◆ **GOAL 1**: In the extract on the tragedy of the commons, what law does the writer say repealed the Glass Steagall Act of 1933?
◆ **GOAL 2**: Quote the extract verbatim, starting at "Modern finance was" and ending at "use of leverage.".
* begin EXTRACT *
As a rational being, each herdsman seeks to maximize his gain. Explicitly or implicitly, more or less consciously, he asks, “What is the utility to me of adding one more animal to my herd?”

The tragedy is overgrazing:

…the rational herdsman concludes that the only sensible course for him to pursue is to add another animal to his herd. And another; and another…. But this is the conclusion reached by each and every rational herdsman sharing a commons. Therein is the tragedy. Each man is locked into a system that compels him to increase his herd without limit–in a world that is limited. Ruin is the destination toward which all men rush, each pursuing his own best interest in a society that believes in the freedom of the commons. Freedom in a commons brings ruin to all.

We do not have a problem with herdsman.  Unfortunately, we have evolved to deadlier pursuits which threaten us all.  Let us examine the cases of the post-1999 financial world and the BP Deepwater Horizon tragedy.

The World of Modern Finance

Modern finance was born in 1999 with the passage of the Gramm Leach Bliley bill, ironically named the Financial Service Modernization Act, which repealed the Glass Steagall Act of 1933.  Glass Steagall among other reforms required a separation of commercial and investment banking activities.   Further, a commercial bank could not hold a brokerage firm.  With the passage of the Gramm bill the line between traditional and investment banking was obliterated and permitted  the merger of commercial and investment banks, brokerage and insurance firms.   The financial “commons” was now open for all to graze in.  The result:

-          Excessive use of leverage.

-          Large scale subprime lending.

-          Exotic mortgage products such as interest only, adjustable rates, and ALT-A.

-          Securitization of everything from mortgages to car loans to credit card debt.

-          Expansion of consumer lending facilities such as home equity line of credit, automobile leasing and mass issuance of credit cards to anyone who could fog a mirror.

-          Predatory private equity corporate takeovers amplifying leverage with “pick or pay” payment options.

-          Conflicts of interest between credit rating agencies and issuers and the ultimate purchasers of securities.

-          Credit derivatives wherein firms could bet on and simultaneously attempt to engineer the demise of other firms.
* end EXTRACT *
* begin RECORDS SHOWN *
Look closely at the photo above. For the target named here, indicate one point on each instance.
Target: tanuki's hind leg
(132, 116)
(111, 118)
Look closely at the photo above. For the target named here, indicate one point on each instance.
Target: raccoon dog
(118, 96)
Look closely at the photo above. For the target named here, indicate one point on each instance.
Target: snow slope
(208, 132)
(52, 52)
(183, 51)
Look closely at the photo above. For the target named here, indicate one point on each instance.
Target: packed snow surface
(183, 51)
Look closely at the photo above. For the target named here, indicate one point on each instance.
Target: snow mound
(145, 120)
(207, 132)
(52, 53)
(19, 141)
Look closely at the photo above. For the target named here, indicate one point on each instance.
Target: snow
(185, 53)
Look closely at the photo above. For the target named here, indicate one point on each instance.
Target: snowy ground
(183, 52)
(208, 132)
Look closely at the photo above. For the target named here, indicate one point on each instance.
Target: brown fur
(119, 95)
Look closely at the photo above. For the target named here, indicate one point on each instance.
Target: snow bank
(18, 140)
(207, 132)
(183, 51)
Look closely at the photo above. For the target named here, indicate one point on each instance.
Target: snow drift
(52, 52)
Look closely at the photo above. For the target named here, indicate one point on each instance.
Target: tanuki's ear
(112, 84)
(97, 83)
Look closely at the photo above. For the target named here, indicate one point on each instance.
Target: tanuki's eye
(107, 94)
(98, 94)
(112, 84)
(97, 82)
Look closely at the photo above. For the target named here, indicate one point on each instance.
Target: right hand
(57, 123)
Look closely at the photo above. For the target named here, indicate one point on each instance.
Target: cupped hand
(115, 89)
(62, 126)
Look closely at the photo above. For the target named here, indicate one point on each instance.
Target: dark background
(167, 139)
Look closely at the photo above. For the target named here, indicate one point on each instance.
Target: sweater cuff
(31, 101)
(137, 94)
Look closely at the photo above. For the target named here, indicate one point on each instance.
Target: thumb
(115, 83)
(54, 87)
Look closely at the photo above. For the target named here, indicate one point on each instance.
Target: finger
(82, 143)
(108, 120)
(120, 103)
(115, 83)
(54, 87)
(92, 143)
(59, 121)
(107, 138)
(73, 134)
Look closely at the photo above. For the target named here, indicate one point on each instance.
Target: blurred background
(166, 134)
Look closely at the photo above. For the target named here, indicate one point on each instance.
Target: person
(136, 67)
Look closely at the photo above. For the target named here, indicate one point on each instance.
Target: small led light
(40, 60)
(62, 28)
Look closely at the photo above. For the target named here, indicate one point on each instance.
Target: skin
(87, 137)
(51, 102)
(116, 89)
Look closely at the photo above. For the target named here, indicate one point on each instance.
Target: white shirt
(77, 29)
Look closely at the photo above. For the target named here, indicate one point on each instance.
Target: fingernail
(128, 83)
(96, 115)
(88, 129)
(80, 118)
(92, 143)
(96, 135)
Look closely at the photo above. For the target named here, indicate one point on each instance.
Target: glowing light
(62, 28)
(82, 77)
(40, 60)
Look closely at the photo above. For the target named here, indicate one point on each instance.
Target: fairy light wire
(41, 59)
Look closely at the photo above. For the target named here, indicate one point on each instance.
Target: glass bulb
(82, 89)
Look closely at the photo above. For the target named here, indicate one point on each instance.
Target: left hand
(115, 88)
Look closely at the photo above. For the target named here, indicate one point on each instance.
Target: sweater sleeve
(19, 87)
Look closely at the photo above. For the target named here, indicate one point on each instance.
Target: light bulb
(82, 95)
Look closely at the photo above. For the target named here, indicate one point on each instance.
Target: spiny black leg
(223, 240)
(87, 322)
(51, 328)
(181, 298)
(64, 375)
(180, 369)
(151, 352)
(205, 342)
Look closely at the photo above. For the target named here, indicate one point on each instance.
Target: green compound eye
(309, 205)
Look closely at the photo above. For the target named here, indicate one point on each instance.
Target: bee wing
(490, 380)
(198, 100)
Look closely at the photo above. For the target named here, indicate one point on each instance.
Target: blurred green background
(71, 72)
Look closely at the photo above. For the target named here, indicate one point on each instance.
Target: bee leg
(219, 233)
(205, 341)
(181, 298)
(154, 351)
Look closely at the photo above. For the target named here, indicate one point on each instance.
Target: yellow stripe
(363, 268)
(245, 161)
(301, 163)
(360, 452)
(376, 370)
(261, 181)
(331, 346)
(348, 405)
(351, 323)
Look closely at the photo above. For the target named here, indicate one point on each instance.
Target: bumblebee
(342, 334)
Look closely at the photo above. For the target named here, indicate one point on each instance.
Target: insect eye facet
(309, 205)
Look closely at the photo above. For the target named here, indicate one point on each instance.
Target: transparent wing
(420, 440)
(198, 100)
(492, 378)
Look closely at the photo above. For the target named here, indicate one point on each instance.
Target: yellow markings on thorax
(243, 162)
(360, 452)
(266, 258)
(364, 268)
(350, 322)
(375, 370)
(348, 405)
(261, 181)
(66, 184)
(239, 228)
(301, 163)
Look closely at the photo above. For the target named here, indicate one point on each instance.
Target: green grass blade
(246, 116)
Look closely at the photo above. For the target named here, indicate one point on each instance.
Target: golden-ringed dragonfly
* end RECORDS SHOWN *
◆ **CORRECT ANSWER 1**: The Gramm Leach Bliley bill of 1999, named the Financial Service Modernization Act.

◆ **CORRECT ANSWER 2**:
Modern finance was born in 1999 with the passage of the Gramm Leach Bliley bill, ironically named the Financial Service Modernization Act, which repealed the Glass Steagall Act of 1933.  Glass Steagall among other reforms required a separation of commercial and investment banking activities.   Further, a commercial bank could not hold a brokerage firm.  With the passage of the Gramm bill the line between traditional and investment banking was obliterated and permitted  the merger of commercial and investment banks, brokerage and insurance firms.   The financial “commons” was now open for all to graze in.  The result:

-          Excessive use of leverage.